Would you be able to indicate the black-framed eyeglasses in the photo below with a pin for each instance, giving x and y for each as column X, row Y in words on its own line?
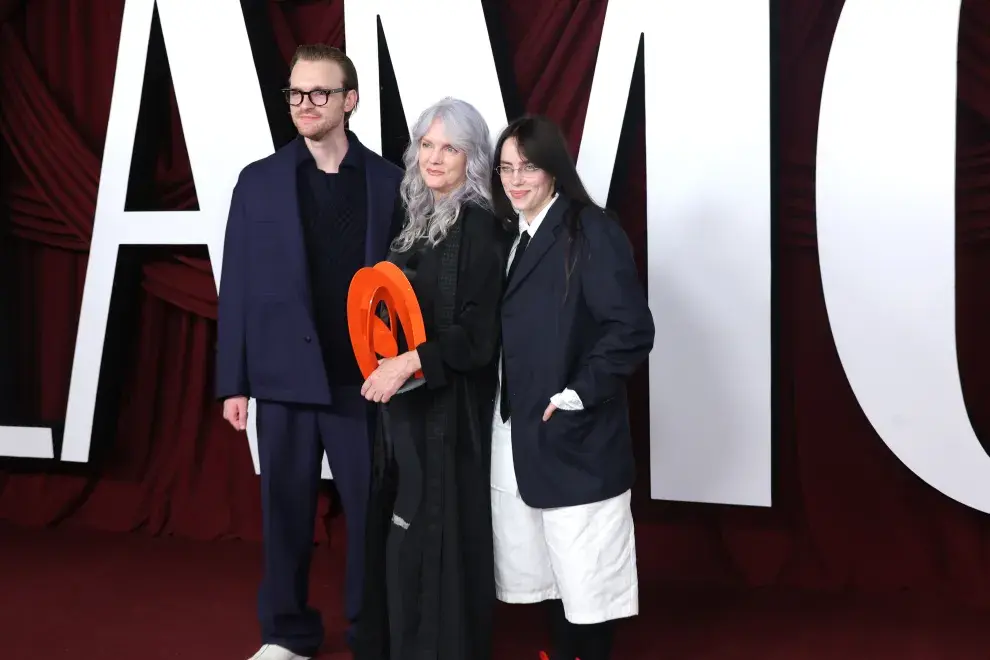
column 316, row 96
column 526, row 170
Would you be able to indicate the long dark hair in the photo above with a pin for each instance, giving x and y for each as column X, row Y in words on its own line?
column 541, row 142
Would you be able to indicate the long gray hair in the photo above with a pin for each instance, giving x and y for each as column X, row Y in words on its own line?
column 431, row 217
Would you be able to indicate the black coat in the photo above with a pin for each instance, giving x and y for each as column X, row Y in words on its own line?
column 430, row 587
column 574, row 315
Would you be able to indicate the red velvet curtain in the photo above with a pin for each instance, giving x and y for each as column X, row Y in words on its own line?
column 847, row 514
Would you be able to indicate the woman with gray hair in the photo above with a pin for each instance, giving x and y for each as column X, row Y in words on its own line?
column 430, row 586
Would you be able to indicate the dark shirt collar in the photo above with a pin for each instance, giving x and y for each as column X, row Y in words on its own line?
column 353, row 159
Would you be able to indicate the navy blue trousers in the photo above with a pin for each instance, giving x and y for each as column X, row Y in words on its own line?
column 291, row 441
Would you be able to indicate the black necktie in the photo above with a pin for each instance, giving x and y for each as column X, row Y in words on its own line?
column 504, row 408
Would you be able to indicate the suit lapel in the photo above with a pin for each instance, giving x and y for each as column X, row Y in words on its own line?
column 289, row 168
column 378, row 222
column 540, row 244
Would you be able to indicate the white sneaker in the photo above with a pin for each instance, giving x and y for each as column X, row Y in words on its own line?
column 276, row 652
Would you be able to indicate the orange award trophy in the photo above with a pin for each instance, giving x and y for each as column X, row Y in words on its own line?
column 371, row 338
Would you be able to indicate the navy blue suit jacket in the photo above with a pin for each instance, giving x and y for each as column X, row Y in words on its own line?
column 266, row 333
column 587, row 331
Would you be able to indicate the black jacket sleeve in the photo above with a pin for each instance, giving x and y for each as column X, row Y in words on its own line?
column 616, row 300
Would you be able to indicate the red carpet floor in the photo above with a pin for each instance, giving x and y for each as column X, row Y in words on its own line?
column 73, row 594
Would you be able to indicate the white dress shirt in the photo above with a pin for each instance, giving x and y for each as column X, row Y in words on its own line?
column 503, row 469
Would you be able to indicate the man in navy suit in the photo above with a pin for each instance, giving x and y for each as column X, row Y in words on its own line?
column 302, row 222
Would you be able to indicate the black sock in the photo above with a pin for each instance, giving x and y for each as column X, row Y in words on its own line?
column 562, row 633
column 595, row 641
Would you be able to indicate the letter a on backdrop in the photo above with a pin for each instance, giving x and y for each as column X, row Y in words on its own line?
column 206, row 53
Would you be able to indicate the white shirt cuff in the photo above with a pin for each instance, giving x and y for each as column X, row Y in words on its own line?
column 567, row 400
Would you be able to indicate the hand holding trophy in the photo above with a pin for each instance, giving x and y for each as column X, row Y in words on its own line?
column 375, row 343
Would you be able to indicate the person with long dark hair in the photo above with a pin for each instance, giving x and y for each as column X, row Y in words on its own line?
column 430, row 589
column 575, row 326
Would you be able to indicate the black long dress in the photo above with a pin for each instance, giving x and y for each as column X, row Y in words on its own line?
column 429, row 586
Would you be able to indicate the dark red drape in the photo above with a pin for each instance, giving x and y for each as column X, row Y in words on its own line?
column 847, row 514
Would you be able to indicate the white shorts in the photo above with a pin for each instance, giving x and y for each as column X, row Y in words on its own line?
column 584, row 555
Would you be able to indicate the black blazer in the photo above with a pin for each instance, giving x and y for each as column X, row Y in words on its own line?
column 588, row 331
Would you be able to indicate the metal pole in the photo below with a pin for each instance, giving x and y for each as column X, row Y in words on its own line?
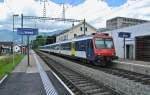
column 13, row 41
column 124, row 47
column 28, row 50
column 84, row 26
column 22, row 35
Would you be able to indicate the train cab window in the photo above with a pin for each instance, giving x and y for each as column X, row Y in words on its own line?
column 103, row 43
column 90, row 44
column 109, row 43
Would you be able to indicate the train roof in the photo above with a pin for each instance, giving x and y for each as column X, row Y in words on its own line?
column 79, row 39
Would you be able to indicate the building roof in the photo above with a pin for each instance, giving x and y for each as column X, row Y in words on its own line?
column 67, row 30
column 6, row 43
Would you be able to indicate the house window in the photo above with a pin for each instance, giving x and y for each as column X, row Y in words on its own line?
column 80, row 28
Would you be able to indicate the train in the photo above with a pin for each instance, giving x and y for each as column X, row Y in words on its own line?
column 96, row 49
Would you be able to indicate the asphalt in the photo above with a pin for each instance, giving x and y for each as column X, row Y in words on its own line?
column 27, row 80
column 22, row 84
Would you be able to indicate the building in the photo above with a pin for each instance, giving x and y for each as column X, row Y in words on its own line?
column 51, row 39
column 120, row 22
column 17, row 48
column 6, row 47
column 137, row 46
column 76, row 31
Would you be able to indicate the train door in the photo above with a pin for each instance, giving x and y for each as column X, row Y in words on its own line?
column 73, row 49
column 90, row 51
column 129, row 51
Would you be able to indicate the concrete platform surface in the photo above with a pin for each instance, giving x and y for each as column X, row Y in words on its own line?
column 22, row 84
column 35, row 79
column 25, row 80
column 133, row 65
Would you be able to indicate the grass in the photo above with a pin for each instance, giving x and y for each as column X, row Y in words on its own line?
column 6, row 64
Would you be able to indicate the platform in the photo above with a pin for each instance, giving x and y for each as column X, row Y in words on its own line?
column 32, row 80
column 141, row 67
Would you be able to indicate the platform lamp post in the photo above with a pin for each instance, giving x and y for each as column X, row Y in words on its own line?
column 14, row 15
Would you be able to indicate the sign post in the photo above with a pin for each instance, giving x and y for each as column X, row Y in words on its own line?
column 28, row 32
column 124, row 35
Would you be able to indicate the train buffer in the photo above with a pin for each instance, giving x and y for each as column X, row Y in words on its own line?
column 35, row 79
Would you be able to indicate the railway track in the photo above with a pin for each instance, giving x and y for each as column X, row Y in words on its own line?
column 79, row 84
column 136, row 77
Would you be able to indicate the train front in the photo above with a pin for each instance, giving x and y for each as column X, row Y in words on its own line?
column 104, row 50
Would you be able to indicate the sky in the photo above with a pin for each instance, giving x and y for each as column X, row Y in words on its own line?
column 96, row 12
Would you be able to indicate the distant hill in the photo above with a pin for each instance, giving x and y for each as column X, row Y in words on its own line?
column 7, row 35
column 51, row 33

***

YOUR TASK: Copy out the entire listing above line for line, leaving out the pictures.

RESULT OF THIS EXERCISE:
Would you be able to indicate the black-framed eyeglasses in the photo below with a pin for each instance, giving x and y for each as column X, row Y in words on its own line?
column 316, row 96
column 526, row 170
Would you be able to indicate the long dark hair in the photo above with a pin for each instance, giving x and y for each as column X, row Y in words on its own line?
column 541, row 142
Would you be able to indicate the long gray hair in the photo above with a pin for each instance, giving x and y for each as column X, row Y in words on its own line?
column 431, row 217
Would you be able to indicate the black coat in the photo above with a pin for each instance, giving x and y for each as column X, row Y in words on its own line?
column 430, row 587
column 574, row 315
Would you be able to indicate the red velvet curtain in the photo above with a pin for each instance, giving x and y for each as column X, row Y in words on its own line?
column 847, row 514
Would you be able to indicate the woman with gray hair in the photo above with a pin for each instance, giving x and y for each as column X, row Y in words on its own line?
column 430, row 586
Would you be able to indicate the dark shirt collar in the photo above with a pin for each instance, giving x and y for each as column X, row Y in words on its own line?
column 353, row 159
Would you be able to indicate the navy blue trousers in the photo above with a pin for each instance, giving x and y for each as column X, row Y in words on its own line?
column 291, row 441
Would you be able to indicate the black necktie in the photo above with a pin for each instance, giving x and y for each as column X, row Y in words on its own line?
column 504, row 408
Would you be able to indicate the suit lapel in the photo above with a pin for each instance, giving x and y for each as column X, row Y in words on its own line?
column 289, row 168
column 378, row 222
column 540, row 244
Would you be able to indicate the white sneaker in the photo above with a pin for each instance, giving x and y for each as column X, row Y in words on its own line?
column 276, row 652
Would you be able to indicate the orange award trophy in the photo above with a pin for each instance, giving x and y for each as column X, row Y in words on its own line?
column 371, row 338
Would you be able to indicate the navy blue suit jacket in the photo above with a pin for each instance, giving x and y for each as column X, row Y in words on its own line?
column 266, row 333
column 587, row 331
Would you be able to indicate the black jacket sleeve in the photo above with a pin for each instance, giving x and y for each as column X, row Y in words on its own line?
column 616, row 300
Would you be able to indicate the red carpet floor in the photo above with a pin for each instance, giving x and y for each as column X, row Y in words on its own line?
column 73, row 594
Would you be able to indicate the white dress shirt in the photo above with a pin for each instance, giving x and y for each as column X, row Y in words on its own line?
column 503, row 469
Would you be able to indicate the man in navy suit in the photo above with a pin for each instance, giving x and y for each as column X, row Y in words on its own line?
column 302, row 222
Would you be able to indicate the black sock in the photo above with a pin for each instance, giving x and y for each as column X, row Y in words on its own line?
column 562, row 633
column 595, row 641
Would you be able to indicate the letter a on backdrop in the photo above with a pin for each instance, giving x and y for each as column X, row Y in words on its own line?
column 206, row 53
Would you be able to indicate the white shirt cuff in the photo above with a pin for each instance, giving x and y for each as column X, row Y in words on its own line?
column 567, row 400
Would you be able to indicate the hand holding trophy in the photo above with a pin for each instance, giving x and y for each as column X, row Y in words on its own line?
column 375, row 343
Would you be able to indicate the person with long dark hair in the photo above with a pin for each instance, giving x and y for each as column X, row Y in words on its own line?
column 430, row 589
column 575, row 326
Would you be able to indicate the black long dress in the photo above with a pin for each instance, giving x and y for each as column X, row Y in words on its own line?
column 429, row 586
Would you be able to indicate the dark red drape in the photo above with a pin for each instance, giving x and y for each as column X, row Y in words on its own line?
column 847, row 514
Would you be able to indicate the white shorts in the photo above with a pin for each instance, giving x and y for each as column X, row Y in words on its own line?
column 584, row 555
Would you be able to indicate the black blazer in the photo above with a pin for each instance, giving x and y for each as column X, row Y in words on its own line?
column 588, row 331
Would you be able to indicate the metal pole in the photo below with a pin for each instance, giving x and y for each as column X, row Y in words on its own line?
column 13, row 41
column 124, row 47
column 28, row 50
column 84, row 26
column 22, row 35
Would you be able to indicate the train cab window in the photo above with a pin for each instance, giving x and y for each as column X, row Y in words on its own line?
column 103, row 43
column 90, row 44
column 109, row 43
Would you be able to indicate the train roof in the photo above with a pin for each instance, giving x and y for each as column X, row Y in words on its own line?
column 79, row 39
Would you be able to indicate the building roof in the photo above with a pin for each instance, giving x and y for each as column X, row Y in words on its own line?
column 67, row 30
column 6, row 43
Would you be able to indicate the house window in the photo above with a pin for each instance, giving x and y for each as column X, row Y in words on its own line?
column 80, row 28
Would you be able to indicate the train in the photo above with a pin for each instance, giving x and y for each as column X, row Y in words on its own line?
column 96, row 49
Would you be able to indicate the asphalt in the photo above with a pin for each instance, giving x and y for each as column X, row Y in words on its own line?
column 27, row 80
column 22, row 84
Would you be able to indicate the building in the photo above with a pin for each instance, giving x and y for each as column X, row Y in words on its own line?
column 51, row 39
column 120, row 22
column 17, row 48
column 6, row 47
column 137, row 46
column 76, row 31
Would you be able to indicate the train door in the photo above with a pin for each instance, giving x and y for each as column X, row Y in words on its own line?
column 73, row 49
column 90, row 51
column 129, row 51
Would you be able to indicate the concrete platform surface in the photo above with a pin for each instance, giving x and y for each as column X, row Y in words on its own line?
column 22, row 84
column 35, row 79
column 25, row 80
column 133, row 65
Would you be able to indicate the grass in the photo above with a pin for each instance, giving x and y for each as column X, row Y in words on its own line?
column 6, row 64
Would you be able to indicate the platform in the photo above with a pin for each instance, giving x and y for each as column X, row Y in words on its own line?
column 32, row 80
column 141, row 67
Would you be able to indicate the platform lamp post in the photo above with a pin for each instance, giving x and y for each as column X, row Y in words on its own line?
column 14, row 15
Would you be able to indicate the sign post in the photo above with a pin for each instance, giving x and y for each as column X, row Y in words on its own line?
column 28, row 32
column 124, row 35
Would you be able to indicate the train buffer in the photo above with a pin for each instance, giving x and y for each as column X, row Y in words on its own line?
column 35, row 79
Would you be able to indicate the railway track in the photo above with a pin for each instance, giving x and y for each as column X, row Y in words on its own line?
column 79, row 84
column 136, row 77
Would you be able to indicate the train front in the photo above with a pin for each instance, giving x and y for each as column X, row Y in words on its own line?
column 104, row 50
Would you be able to indicate the sky in the photo above with a pin for each instance, giving x and y for each as column X, row Y in words on its own line?
column 96, row 12
Would you be able to indicate the distant hill in the photo above with a pin for each instance, giving x and y for each as column X, row Y in words on its own line?
column 7, row 35
column 51, row 33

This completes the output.